TASK OBJECTIVE ▸ Rewrite the material from the line containing "Where can the rocky" to the line containing "<point>1192,121</point>", both ends included, shifting each coordinate in the answers up by 138. Leave every other line and number unchanged.
::::::::
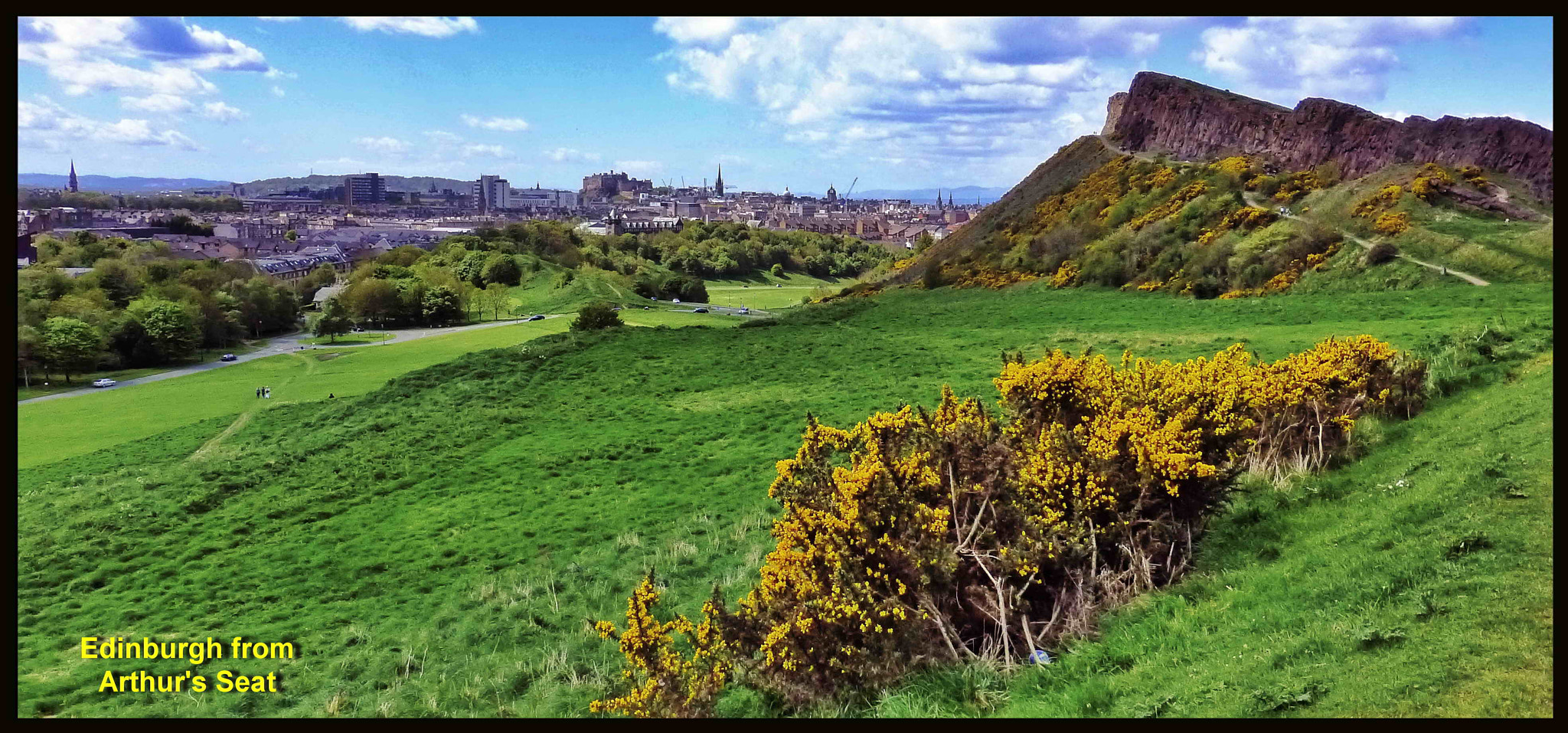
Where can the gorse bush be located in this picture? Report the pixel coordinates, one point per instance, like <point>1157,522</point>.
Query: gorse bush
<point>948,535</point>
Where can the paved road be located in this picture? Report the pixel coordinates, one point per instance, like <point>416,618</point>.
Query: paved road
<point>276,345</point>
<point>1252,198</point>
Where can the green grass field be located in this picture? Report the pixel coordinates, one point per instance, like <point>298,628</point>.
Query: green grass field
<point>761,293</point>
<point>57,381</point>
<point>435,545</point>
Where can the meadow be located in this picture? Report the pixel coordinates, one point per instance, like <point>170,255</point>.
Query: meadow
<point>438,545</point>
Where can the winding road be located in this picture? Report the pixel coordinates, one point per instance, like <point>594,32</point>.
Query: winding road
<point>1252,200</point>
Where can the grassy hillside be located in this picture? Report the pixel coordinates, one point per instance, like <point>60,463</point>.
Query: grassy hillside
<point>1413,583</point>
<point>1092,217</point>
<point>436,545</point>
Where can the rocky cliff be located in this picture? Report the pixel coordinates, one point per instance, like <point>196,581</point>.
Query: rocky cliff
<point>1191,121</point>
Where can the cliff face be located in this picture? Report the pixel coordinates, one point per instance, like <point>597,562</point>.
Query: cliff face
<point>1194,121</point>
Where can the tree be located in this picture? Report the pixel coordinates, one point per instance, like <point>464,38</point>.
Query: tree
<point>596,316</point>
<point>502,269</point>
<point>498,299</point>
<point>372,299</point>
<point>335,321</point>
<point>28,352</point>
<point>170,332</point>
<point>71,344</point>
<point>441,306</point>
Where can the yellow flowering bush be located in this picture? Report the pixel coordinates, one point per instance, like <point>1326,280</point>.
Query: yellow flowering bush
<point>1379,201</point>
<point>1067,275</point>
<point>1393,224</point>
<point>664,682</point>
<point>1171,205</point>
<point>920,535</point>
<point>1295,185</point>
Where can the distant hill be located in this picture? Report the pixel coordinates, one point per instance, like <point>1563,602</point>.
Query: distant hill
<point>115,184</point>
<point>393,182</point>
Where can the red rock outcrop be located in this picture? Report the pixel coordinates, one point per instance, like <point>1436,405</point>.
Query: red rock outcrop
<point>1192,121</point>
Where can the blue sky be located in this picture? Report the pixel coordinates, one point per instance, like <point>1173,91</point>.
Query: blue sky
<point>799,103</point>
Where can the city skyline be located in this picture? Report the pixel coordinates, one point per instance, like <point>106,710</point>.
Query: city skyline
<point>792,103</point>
::::::::
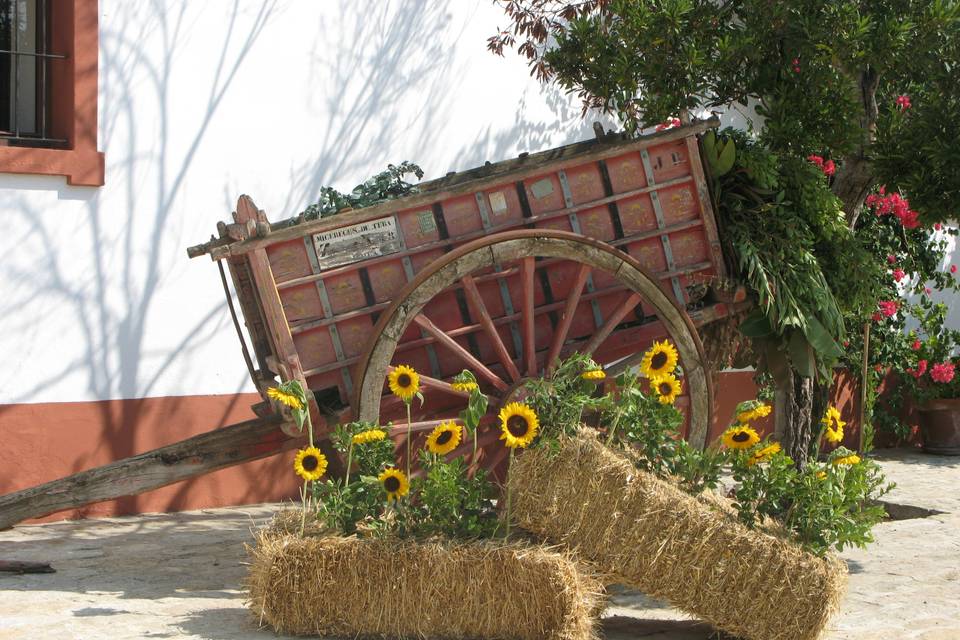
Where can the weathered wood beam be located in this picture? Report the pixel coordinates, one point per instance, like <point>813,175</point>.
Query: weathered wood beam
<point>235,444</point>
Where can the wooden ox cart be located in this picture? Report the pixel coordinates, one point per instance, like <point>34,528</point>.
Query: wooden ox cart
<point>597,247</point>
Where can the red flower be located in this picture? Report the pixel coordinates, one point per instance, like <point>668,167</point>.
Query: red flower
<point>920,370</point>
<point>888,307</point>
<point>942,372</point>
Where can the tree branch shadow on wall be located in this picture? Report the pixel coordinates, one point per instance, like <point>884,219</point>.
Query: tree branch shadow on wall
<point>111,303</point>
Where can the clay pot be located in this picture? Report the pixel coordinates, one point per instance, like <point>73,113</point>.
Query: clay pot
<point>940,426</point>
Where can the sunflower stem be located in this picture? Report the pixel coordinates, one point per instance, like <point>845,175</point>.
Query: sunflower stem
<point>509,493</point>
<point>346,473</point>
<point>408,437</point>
::::::::
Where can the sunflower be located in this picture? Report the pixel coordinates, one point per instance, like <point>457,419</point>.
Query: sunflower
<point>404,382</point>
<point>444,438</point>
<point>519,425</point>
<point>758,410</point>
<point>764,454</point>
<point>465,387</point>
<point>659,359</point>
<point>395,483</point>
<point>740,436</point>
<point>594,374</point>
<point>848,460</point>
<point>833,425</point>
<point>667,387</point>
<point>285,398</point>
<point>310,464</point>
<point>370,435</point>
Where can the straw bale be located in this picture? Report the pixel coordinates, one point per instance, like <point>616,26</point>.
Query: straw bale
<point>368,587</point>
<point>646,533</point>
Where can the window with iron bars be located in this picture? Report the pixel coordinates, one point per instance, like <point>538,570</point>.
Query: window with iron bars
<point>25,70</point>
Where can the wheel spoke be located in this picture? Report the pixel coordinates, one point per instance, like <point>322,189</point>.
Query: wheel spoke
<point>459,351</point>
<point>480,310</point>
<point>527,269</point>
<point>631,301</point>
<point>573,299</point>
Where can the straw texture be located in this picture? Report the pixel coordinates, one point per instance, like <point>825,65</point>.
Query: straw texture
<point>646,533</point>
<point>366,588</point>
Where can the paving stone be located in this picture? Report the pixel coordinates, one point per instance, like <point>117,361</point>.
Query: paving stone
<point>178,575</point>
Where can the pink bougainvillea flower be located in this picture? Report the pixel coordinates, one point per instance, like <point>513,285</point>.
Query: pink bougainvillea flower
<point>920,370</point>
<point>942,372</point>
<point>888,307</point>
::::::::
FINAL RESULT ▸
Where can the rocky cliff be located in this picture? Report the pixel coordinates, one point per instance, like <point>196,581</point>.
Query: rocky cliff
<point>1329,259</point>
Where can the cliff face be located in this picture? Report the pixel coordinates, one point per instance, like <point>597,562</point>.
Query: cliff face
<point>1332,259</point>
Where can the tree be located in this picture? Report the pixel coordinates, one point per instance, like <point>464,38</point>.
Query: tree
<point>734,454</point>
<point>640,407</point>
<point>636,437</point>
<point>510,437</point>
<point>473,459</point>
<point>166,490</point>
<point>308,470</point>
<point>209,482</point>
<point>579,444</point>
Where can the yellow flowering bush be located in this picture? Report the pixel coordinates, one point per instance, like <point>1326,280</point>.
Query: yellow flowering bush
<point>1517,339</point>
<point>1205,413</point>
<point>1531,362</point>
<point>802,820</point>
<point>1309,343</point>
<point>1058,673</point>
<point>1433,323</point>
Where can the distant hill be located in this picture? Report the pixel coordinates, one point per instance, like <point>1563,602</point>.
Query: distant hill
<point>253,322</point>
<point>531,320</point>
Where can the red rock outcrop be located in this picture? Report the pixel coordinates, one point per instance, like <point>1436,405</point>.
Query: red rock outcrop
<point>1330,259</point>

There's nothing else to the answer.